===== Document source =====

Monsieur le président, monsieur le ministre, monsieur le rapporteur spécial, mes chers collègues, lorsque vous vous rendez dans un pays en développement, vous remarquez tous la place singulière qu'occupe la France dans le monde : c'est la patrie des droits de l'homme, la nation qui a dit non à l'Amérique de Bush, celle qui, depuis la conférence de Bandung, a été le moteur de la solidarité internationale. La France est associée au discours du Président Mitterrand à Cancún et au discours du Président Macron à la tribune des Nations unies il y a quelques semaines.
Et pourtant, depuis plusieurs années, les budgets ne sont plus à la hauteur de cette ambition. La France ne consacre pas à l'aide publique au développement une part suffisante de sa richesse nationale – moins de 0,4 % – alors que, comme l'a rappelé Marc Le Fur, sept pays européens respectent aujourd'hui l'engagement pris en 1970 par les pays développés de consacrer 0,7 % de leur richesse nationale à l'aide publique au développement. De 2010 à l'année dernière, notre APD a subi une baisse qui lui a fait perdre près de 45 % de ses crédits budgétaires.
Il faut donc saluer l'ambition retrouvée et affirmée par le Président de la République devant les Nations unies. Comme l'a rappelé M. le ministre, la trajectoire fixée jusqu'en 2022 prévoit une augmentation de 6 milliards d'euros de notre aide publique au développement. Il faut également saluer la montée en puissance de notre banque de développement, l'Agence française de développement.
Cette ambition retrouvée se traduit, dès 2018, par une augmentation des crédits budgétaires, tant en crédits de paiement qu'en autorisations d'engagement. Cela a déjà été rappelé. Mais vous savez, monsieur le ministre, que certains trouveront cette augmentation trop modeste au regard de la trajectoire ; c'est pourquoi la représentation nationale et les acteurs français du développement attendent du Gouvernement qu'il précise cette trajectoire qui nous mènera, je n'en doute pas, à un effort représentant 0,55 % du PIB en 2022.
En matière d'aide publique au développement, il va donc falloir faire plus. Cette ambition est affirmée. Mais il faudra aussi faire mieux, et donc faire des choix stratégiques afin de rendre notre aide plus efficace. Vous avez rappelé, monsieur le ministre, les principales orientations que vous entendez suivre en la matière.
Être efficace, c'est d'abord privilégier l'aide bilatérale, qui a malheureusement souvent été la variable d'ajustement de nos arbitrages budgétaires. Bien sûr, l'aide bilatérale ne consiste plus à aller planter un drapeau français sur un hôpital ou sur un site de forage plutôt que de participer à une politique publique multilatérale. Je crois au contraire que notre aide bilatérale peut, et même doit servir le multilatéralisme et les engagements de la communauté internationale dont la France est d'ailleurs souvent le moteur. Je pense bien sûr à l'accord de Paris, dont les signataires se sont engagés à consacrer 100 milliards d'euros par an – 5 milliards d'euros pour la France – à l'accompagnement des pays en développement dans leurs stratégies d'adaptation et d'atténuation. Je pense aussi aux objectifs du développement durable, cette feuille de route adoptée par la communauté internationale en 2015 pour le développement et la réduction des inégalités.

===== Données =====

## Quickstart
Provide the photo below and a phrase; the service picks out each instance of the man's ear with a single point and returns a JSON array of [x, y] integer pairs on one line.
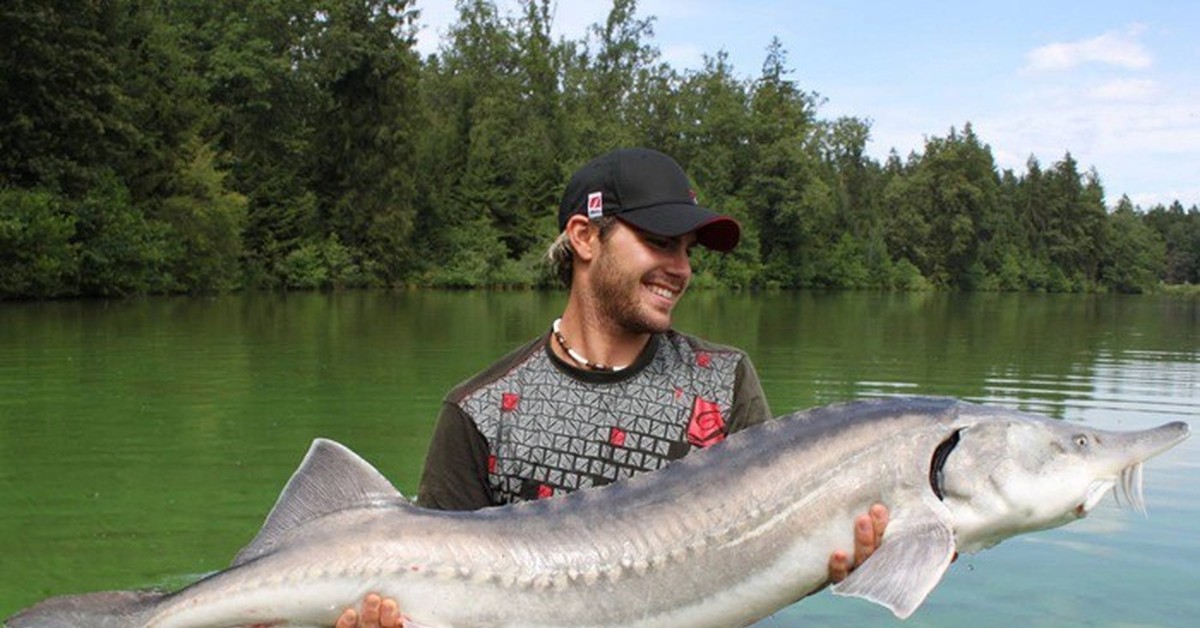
[[583, 235]]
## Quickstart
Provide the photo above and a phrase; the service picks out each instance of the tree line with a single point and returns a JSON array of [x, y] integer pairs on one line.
[[190, 145]]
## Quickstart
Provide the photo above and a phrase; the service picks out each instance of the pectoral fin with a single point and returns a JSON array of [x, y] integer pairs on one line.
[[905, 568]]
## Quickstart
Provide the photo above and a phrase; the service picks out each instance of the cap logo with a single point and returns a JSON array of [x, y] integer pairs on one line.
[[595, 204]]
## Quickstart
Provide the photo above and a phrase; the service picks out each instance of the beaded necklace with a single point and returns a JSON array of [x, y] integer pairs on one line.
[[575, 356]]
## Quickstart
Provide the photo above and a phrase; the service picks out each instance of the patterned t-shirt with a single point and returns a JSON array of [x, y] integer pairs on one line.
[[533, 426]]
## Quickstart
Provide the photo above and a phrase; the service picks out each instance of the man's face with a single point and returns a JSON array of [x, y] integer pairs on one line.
[[637, 277]]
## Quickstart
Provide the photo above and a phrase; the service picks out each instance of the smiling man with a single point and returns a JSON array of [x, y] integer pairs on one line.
[[611, 389]]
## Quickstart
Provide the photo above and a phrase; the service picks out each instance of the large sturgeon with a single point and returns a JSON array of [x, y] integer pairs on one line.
[[723, 537]]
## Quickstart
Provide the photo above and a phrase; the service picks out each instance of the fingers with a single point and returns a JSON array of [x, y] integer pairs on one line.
[[868, 534], [880, 518], [389, 614], [377, 612], [349, 618], [839, 566], [864, 539], [371, 611]]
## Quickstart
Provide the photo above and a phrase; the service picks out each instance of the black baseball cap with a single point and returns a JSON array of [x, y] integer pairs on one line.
[[649, 191]]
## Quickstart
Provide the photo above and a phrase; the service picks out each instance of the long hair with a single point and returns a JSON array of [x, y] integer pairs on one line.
[[561, 257]]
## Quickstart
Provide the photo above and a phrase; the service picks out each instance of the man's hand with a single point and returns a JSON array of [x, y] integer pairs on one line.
[[377, 612], [868, 531]]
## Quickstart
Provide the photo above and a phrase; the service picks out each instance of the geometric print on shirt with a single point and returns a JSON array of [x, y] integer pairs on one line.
[[550, 432]]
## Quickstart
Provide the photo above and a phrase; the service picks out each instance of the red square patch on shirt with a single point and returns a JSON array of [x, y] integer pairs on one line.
[[707, 426]]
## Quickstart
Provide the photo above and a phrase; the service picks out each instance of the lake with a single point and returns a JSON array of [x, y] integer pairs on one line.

=====

● Consigne A:
Transformez en liste numérotée les lignes de données, de la toute première jusqu'à celle qui contient « [[190, 145]] » incluse, sans les lignes vides ni les images, s'il vous plaît.
● Consigne B:
Poursuivez le discours sur l'aide publique au développement à la suite de sa dernière phrase.
Le discours et les lignes de données ne proviennent pas de la même source.

● Réponse A:
1. ## Quickstart
2. Provide the photo below and a phrase; the service picks out each instance of the man's ear with a single point and returns a JSON array of [x, y] integer pairs on one line.
3. [[583, 235]]
4. ## Quickstart
5. Provide the photo above and a phrase; the service picks out each instance of the tree line with a single point and returns a JSON array of [x, y] integer pairs on one line.
6. [[190, 145]]

● Réponse B:
Être efficace, c'est aussi associer davantage les acteurs locaux, collectivités françaises comme collectivités des pays en développement, dans le cadre d'une aide plus territorialisée. La France est déjà en avance dans ce mouvement, tant par sa tradition de coopération décentralisée que parce qu'elle travaille souvent avec les acteurs locaux des pays partenaires, qui montent en compétence grâce à l'accentuation du mouvement de décentralisation dans les pays en développement. Je veux saluer l'engagement de l'AFD dans ce domaine.
Être efficace, c'est aussi retrouver notre tradition de l'expertise, qui a quasiment disparu. Elle n'est pourtant plus l'aide de substitution qu'elle a été ; bien au contraire, elle contribue au renforcement des capacités dans les pays partenaires. Notre opérateur, Expertise France, devra donc monter en puissance, en particulier en terminant le regroupement des expertises encore réparties dans certains ministères.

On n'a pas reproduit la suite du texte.